■ **EXERCISE TASK**
Render all of the records below as a JSON list of strings, with one string for each line and blank lines left out.

■ **DATA LINES**
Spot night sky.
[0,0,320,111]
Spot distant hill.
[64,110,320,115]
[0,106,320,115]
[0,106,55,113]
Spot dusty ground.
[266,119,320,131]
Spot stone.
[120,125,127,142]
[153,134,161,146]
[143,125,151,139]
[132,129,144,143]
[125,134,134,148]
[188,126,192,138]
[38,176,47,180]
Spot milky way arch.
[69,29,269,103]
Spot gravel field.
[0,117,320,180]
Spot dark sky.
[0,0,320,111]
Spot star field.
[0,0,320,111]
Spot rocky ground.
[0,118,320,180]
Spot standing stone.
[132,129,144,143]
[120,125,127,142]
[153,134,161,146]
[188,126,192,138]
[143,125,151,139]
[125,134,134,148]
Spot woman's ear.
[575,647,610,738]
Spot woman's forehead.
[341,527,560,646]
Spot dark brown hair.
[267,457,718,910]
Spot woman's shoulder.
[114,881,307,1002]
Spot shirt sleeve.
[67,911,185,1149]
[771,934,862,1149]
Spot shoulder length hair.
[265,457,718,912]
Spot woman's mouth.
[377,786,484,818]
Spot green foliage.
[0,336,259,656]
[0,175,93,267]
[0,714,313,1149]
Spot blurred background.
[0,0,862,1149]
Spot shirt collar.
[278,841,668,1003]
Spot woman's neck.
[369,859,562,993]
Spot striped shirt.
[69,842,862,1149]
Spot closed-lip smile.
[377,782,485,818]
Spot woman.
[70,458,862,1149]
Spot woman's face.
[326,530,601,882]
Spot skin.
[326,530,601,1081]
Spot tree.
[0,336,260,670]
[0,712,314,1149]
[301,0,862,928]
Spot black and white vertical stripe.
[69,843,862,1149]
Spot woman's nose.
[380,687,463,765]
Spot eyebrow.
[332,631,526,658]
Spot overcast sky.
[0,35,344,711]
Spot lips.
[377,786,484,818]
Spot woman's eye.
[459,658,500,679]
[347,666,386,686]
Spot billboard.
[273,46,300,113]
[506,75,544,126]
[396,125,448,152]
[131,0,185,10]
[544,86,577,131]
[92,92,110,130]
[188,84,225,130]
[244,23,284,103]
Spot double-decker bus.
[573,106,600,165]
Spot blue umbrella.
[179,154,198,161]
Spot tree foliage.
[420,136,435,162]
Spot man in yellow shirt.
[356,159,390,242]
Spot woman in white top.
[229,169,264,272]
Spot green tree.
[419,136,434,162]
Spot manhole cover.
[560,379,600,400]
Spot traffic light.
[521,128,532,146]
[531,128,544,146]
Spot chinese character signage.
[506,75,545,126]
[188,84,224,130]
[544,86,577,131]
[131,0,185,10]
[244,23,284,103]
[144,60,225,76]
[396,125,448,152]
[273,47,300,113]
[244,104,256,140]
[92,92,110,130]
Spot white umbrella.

■ **FULL RESPONSE**
[
  "Spot night sky.",
  "[0,0,320,111]",
  "Spot distant hill.",
  "[64,110,320,115]",
  "[0,106,320,115]",
  "[0,106,55,113]",
  "Spot dusty ground.",
  "[266,119,320,131]",
  "Spot stone.",
  "[120,125,127,142]",
  "[153,134,161,146]",
  "[143,125,151,139]",
  "[132,129,144,143]",
  "[125,134,134,148]",
  "[188,126,192,138]",
  "[38,176,47,180]",
  "Spot milky way arch.",
  "[69,29,269,103]",
  "Spot gravel field.",
  "[0,117,320,180]",
  "Spot dark sky.",
  "[0,0,320,111]",
  "Spot star field.",
  "[0,0,320,111]",
  "Spot rocky ground.",
  "[0,118,320,180]",
  "Spot standing stone.",
  "[132,129,144,143]",
  "[120,125,127,142]",
  "[153,134,161,146]",
  "[188,126,192,138]",
  "[143,125,151,139]",
  "[125,134,134,148]",
  "Spot woman's ear.",
  "[575,647,610,738]",
  "Spot woman's forehead.",
  "[341,527,560,646]",
  "Spot dark brown hair.",
  "[267,457,718,910]",
  "Spot woman's shoulder.",
  "[114,881,307,1002]",
  "Spot shirt sleeve.",
  "[67,911,185,1149]",
  "[771,934,862,1149]",
  "Spot shoulder length hair.",
  "[265,457,718,912]",
  "Spot woman's mouth.",
  "[377,786,484,818]",
  "Spot green foliage.",
  "[0,336,259,656]",
  "[0,175,93,267]",
  "[0,714,313,1149]",
  "Spot blurred background.",
  "[0,0,862,1149]",
  "Spot shirt collar.",
  "[278,841,668,1003]",
  "Spot woman's neck.",
  "[369,859,562,993]",
  "Spot striped shirt.",
  "[69,842,862,1149]",
  "Spot closed-lip smile.",
  "[377,782,485,818]",
  "Spot woman.",
  "[70,458,862,1149]",
  "Spot woman's face.",
  "[326,530,601,882]",
  "Spot skin.",
  "[326,530,601,1081]",
  "Spot tree.",
  "[0,336,260,670]",
  "[0,712,314,1149]",
  "[301,0,862,928]",
  "Spot black and white vertical stripe.",
  "[69,843,862,1149]",
  "Spot woman's nose.",
  "[380,687,463,765]",
  "Spot eyebrow.",
  "[332,631,526,658]",
  "Spot overcast sky.",
  "[0,35,344,711]",
  "Spot lips.",
  "[377,786,484,818]",
  "Spot woman's eye.",
  "[459,658,500,679]",
  "[347,666,386,686]",
  "Spot billboard.",
  "[273,46,300,113]",
  "[506,75,544,126]",
  "[396,125,448,152]",
  "[131,0,185,10]",
  "[544,86,577,131]",
  "[92,92,110,130]",
  "[188,84,225,130]",
  "[244,23,284,103]",
  "Spot double-decker bus.",
  "[573,106,600,165]",
  "Spot blue umbrella.",
  "[179,154,198,161]",
  "Spot tree foliage.",
  "[420,136,435,162]",
  "Spot man in yellow shirt.",
  "[356,159,390,242]",
  "Spot woman in white top.",
  "[229,169,264,272]",
  "Spot green tree.",
  "[419,136,434,162]",
  "Spot manhole cover.",
  "[560,379,600,400]",
  "Spot traffic light.",
  "[521,128,532,146]",
  "[531,128,544,146]",
  "Spot chinese character signage.",
  "[506,75,545,126]",
  "[188,84,224,130]",
  "[544,86,577,131]",
  "[131,0,185,10]",
  "[244,23,284,103]",
  "[144,60,225,76]",
  "[396,125,448,152]",
  "[273,47,300,113]",
  "[244,104,256,140]",
  "[92,92,110,130]",
  "Spot white umbrella."
]